**REQUIRED ACTIONS:**
- a) Could you switch every "keypoint" to "marker" in the listing, starting with the line with "green hillside, and" and going on through the line with "<point>671,439</point>", and give back only those lines with nothing else altered?
- b) How would the post about the PHP sync script that keeps looping carry on after its final sentence?

**EXCERPTED PASSAGE:**

····················

Long PHP script runs multiple times

I have a products database that synchronizes with product data ever morning.
The process is very clear:
Get all products from database by query
Loop through all products, and get and xml from the other server by product_id
Update data from xml
Log the changes to file.
If I query a low amount of items, but limiting it to 500 random products for example, everything goes fine. But when I query all products, my script SOMETIMES goes on the fritz and starts looping multiple times. Hours later I still see my log file growing and products being added.
I checked everything I could think of, for example:
Are variables not used twice without overwriting each other
Does the function call itself
Does it happen with a low amount of products too: no.
The script is called using a cronjob, are the settings ok. (Yes)
The reason that makes it especially weird is that it sometimes goes right, and sometimes it doesnt. Could this be some memory problem?

····················

**AVAILABLE DATA:**
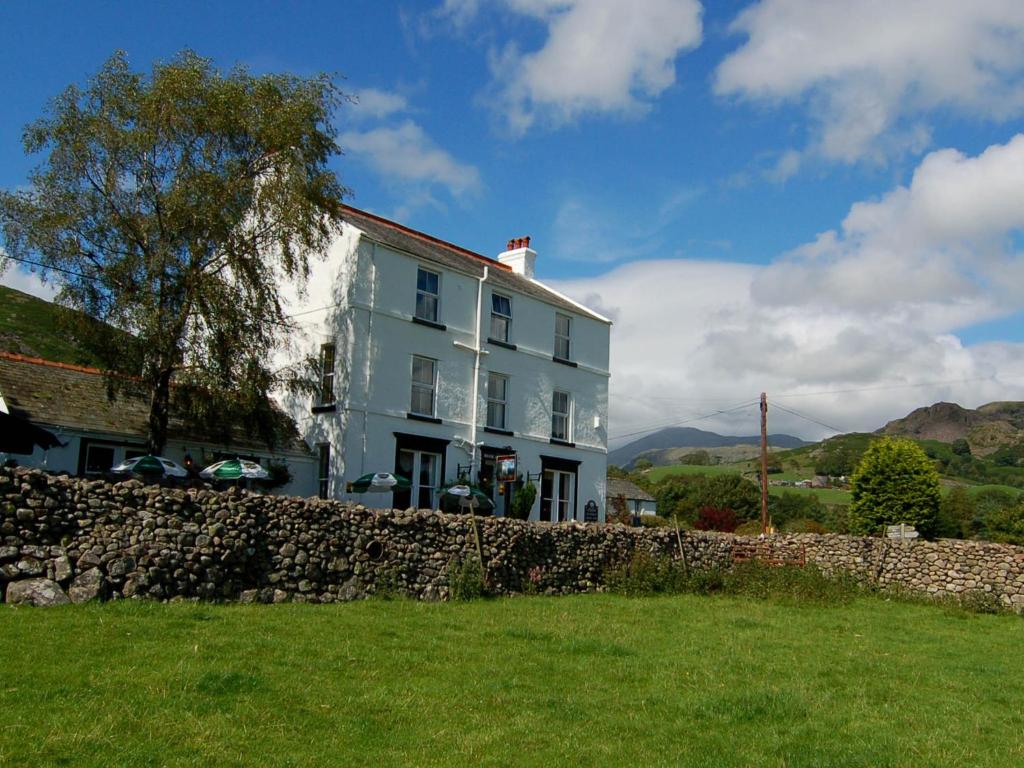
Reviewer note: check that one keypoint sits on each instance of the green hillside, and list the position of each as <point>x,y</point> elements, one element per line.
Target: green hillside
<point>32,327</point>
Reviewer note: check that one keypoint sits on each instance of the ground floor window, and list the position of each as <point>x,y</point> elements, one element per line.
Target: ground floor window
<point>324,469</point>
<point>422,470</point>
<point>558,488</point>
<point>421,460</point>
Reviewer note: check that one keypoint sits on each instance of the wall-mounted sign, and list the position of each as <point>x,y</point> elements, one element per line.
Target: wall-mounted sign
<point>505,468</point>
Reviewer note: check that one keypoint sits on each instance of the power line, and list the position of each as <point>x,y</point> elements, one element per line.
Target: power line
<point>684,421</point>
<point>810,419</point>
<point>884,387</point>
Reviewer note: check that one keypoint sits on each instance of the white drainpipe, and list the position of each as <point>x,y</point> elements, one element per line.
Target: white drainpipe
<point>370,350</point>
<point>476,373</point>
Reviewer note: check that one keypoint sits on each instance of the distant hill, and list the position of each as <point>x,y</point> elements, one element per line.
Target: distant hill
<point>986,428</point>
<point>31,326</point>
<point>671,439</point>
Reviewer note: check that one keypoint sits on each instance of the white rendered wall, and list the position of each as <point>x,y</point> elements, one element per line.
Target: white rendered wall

····················

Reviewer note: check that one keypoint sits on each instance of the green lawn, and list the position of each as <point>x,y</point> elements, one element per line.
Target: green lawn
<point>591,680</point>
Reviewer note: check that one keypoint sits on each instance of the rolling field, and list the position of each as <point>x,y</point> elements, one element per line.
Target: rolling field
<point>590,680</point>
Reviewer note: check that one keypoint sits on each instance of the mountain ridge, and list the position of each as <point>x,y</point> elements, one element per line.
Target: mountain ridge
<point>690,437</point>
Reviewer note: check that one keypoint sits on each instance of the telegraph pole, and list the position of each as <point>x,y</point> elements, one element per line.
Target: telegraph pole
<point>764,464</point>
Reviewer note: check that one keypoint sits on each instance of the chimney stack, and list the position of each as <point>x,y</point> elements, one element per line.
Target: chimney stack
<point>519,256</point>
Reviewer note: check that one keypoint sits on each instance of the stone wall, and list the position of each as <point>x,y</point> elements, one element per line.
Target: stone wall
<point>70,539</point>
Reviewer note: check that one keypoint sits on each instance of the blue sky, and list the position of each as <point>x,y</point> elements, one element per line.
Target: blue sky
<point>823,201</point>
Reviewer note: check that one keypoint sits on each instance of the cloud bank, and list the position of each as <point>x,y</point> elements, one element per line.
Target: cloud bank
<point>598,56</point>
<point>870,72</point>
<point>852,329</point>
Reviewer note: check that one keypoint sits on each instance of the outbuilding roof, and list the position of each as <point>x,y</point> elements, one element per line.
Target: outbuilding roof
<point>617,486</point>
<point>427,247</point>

····················

**ANSWER LIST:**
- a)
Reviewer note: check that one marker sits on each instance of the green hillside, and list the position of each as <point>x,y</point> elements, one element per line.
Target: green hillside
<point>32,327</point>
Reviewer note: check that one marker sits on each instance of the ground floor window, and list the position of each as <point>x,y</point> elements, one element per line.
Target: ground floor window
<point>324,469</point>
<point>422,470</point>
<point>558,488</point>
<point>421,460</point>
Reviewer note: check that one marker sits on each instance of the wall-mounted sign, and list the position of each as <point>x,y</point> elements, one element per line.
Target: wall-mounted sign
<point>505,468</point>
Reviewer note: check that one marker sits on each instance of the power line, and list the position of each as <point>x,y</point> elements, one element per line.
Target: power line
<point>684,421</point>
<point>810,419</point>
<point>884,387</point>
Reviewer note: check that one marker sits on each instance of the white drainpipe, and list the position of each as <point>x,y</point> elements, one element per line.
Target: white drainpipe
<point>370,350</point>
<point>476,373</point>
Reviewer note: check that one marker sits on each instance of the distant hill, and list the position of each as <point>x,y</point> elements, one element per line.
Target: distant hill
<point>986,428</point>
<point>31,326</point>
<point>671,439</point>

- b)
EDIT
wget -q -O /dev/null http://example.eu/xxxxx/cron.php?operation=sync its in webmin called on a specific hour and minute
Code is hundreds of lines long...
Thanks
You have:
max_execution_time disabled. Your script won't end until the process is complete for as long as it needed.
memory_limit disabled. There is no limit to how much data stored in memory.
500 records were completed without issues. This indicates that the scripts completes its process before the next cronjob iteration. For example, if your cron runs every hour, then the 500 records are processed in less than an hour.
If you have a cronjob that is going to process large amount of records, then consider adding lock mechanism to the process. Only allow the script to run once, and start again when the previous process is complete.
You can create script lock as part of a shell script before executing your php script. Or, if you don't have an access to your server you can use database lock within the php script, something like this.
class ProductCronJob
{
protected $lockValue;
public function run()
{
// Obtain a lock
if ($this->obtainLock()) {
// Run your script if you have valid lock
$this->syncProducts();
// Release the lock on complete
$this->releaseLock();
}
}
protected function syncProducts()
{
// your long running script
}
protected function obtainLock()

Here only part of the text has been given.